**Task list:**
- A) According to the forum thread on Costa Rica Finca de Licho coffee, how long until Has Bean would have the beans back in stock?
- B) List every distinct username that posts in the forum thread on Costa Rica Finca de Licho coffee.

# Excerpt provided start

# Costa Rica Finca de Licho



## sandykt (Dec 3, 2009)

Back from a much needed holiday and went to re-order these from Has Bean. The bad news.... sold out. The good news..... they will be back in stock but not for six weeks.

Thank God for Costa's beans.


----------



## Glenn (Jun 14, 2008)

Beans from the same farm available through Origin (and in my hopper at the moment)

Will be ordering a bag from Steve when these run out of there are no more Origin beans either.


----------



## sandykt (Dec 3, 2009)

I have a sweet tooth so the honey flavour is a favourite for me.


----------



## lookseehear (Jul 16, 2010)

Luckily I bought 2kg green a couple of months ago, so still getting through those. Had a lovely sweet cup from the Chemex this morning.


----------



## sandykt (Dec 3, 2009)

Just ordered a bag from Origin Glenn, thanks for that. I mentioned Coffee Forums on my order form.


----------



## 20Eyes (Mar 16, 2011)

Order a bag from Origin yesterday, as did a friend of mine after I'd passed on the tip - guess they may not have much left after Thursday! Very much looking forward to trying this.

# Excerpt provided end
# Data segment start

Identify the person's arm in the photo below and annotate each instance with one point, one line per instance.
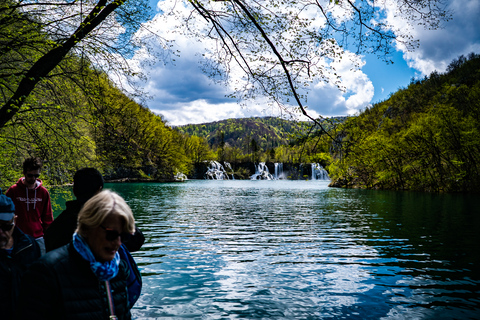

# Data segment end

**Task-by-task results:**
- A) Six weeks.

- B) sandykt, Glenn, lookseehear, 20Eyes